### POTONGAN DOKUMEN
_ _ _
Total Jendela Terbuka

Selasa, 30 April 2013

Di Balik Kaca


TIGA SETANGKAI, TANGKAI PATAH


Mencoba rehat sejenak
Berpikir...
Menatap Cahaya...
Hmmm, sepertinya kita telah menemukan solusi

Jendela Esai


Menggali Sumur Peradaban di Ladang Reformasi

Oleh: Maulana Jayadin, Mahasiswa Fakultas FKIP, Jurusan Pendidikan MIPA, Universitas Haluoleo.

Indonesia, negara makmur dan subur tanahnya diikuti oleh kemakmuran dan kesuburan masalah yang dihadapinya. Masalah itu seakan terjadi secara kontinu, berlangsung begitu menarik, hingga menjadi santapan rutin pemirsa media cetak dan elektronik. Sungguh naas bagi bangsa ini,  beribu upaya telah dieksperimenkan untuk mengatasi  masalah yang kian menggunung tersebut. Wacana tinggal wacana, bencana semakin merana. Dongeng kemakmuran bangsa, cerita kebanggaan negara hanya menjadi konsep lama yang telah tertutup kabut masalah.

Harapan kemakmuran bangsa itu sebenarnya sempat terdengar begitu jelas ketika ribuan mahasiswa menembus jantung pemerintahan, menggulingkan sang diktator bangsa, dan menginjak gedung perjudian para kaum elit negara yang sering digunakan untuk menggaungkan kesejahteraan rakyat jelata demi taruhan tunai yang menghijaukan mata. Reformasi, itulah satu kata yang diteriakkan begitu jelas oleh superhero muda pada saat itu dengan begitu lantang dan dipenuhi dengan bara semangat. Namun, apakah sekarang kita sudah begitu makmur? Tentu tidak. Lalu, harapan kemakmuran mana yang dijanjikan untuk dinikmati segelintir masyarakat pinggiran? Jawabannya sangat jelas, lenyap tanpa bekas.
_ _ _
### BARIS DATA
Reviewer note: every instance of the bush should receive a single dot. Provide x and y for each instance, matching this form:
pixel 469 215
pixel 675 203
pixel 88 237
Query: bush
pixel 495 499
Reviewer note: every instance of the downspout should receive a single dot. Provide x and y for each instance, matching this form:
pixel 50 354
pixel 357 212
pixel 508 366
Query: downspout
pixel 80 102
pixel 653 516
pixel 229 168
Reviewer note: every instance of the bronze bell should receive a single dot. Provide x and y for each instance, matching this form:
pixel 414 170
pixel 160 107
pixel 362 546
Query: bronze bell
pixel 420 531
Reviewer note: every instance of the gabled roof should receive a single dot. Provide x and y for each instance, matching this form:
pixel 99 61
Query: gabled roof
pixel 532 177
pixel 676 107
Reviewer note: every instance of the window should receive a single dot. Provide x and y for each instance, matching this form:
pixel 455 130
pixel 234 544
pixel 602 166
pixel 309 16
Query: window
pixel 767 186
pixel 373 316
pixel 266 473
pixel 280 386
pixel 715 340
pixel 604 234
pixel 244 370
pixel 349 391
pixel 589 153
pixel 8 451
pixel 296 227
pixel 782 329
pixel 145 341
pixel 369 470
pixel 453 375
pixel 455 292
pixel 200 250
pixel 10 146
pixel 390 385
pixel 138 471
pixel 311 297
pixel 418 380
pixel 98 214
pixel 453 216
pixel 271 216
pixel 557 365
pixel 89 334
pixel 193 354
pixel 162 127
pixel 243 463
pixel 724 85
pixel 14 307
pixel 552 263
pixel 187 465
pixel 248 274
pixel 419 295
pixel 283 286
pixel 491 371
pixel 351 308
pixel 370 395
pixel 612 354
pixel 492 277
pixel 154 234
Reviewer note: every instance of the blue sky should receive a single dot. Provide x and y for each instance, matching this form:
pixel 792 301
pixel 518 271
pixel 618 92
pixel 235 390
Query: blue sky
_ _ _
### SOAL TUGAS
Alihkan kalimat dari esai tentang reformasi ini ke dalam bahasa Inggris: "Masalah itu seakan terjadi secara kontinu, berlangsung begitu menarik, hingga menjadi santapan rutin pemirsa media cetak dan elektronik."

### JAWABAN YANG DIHARAPKAN
These problems seem to occur continuously and unfold so compellingly that they have become routine fare for audiences of print and electronic media.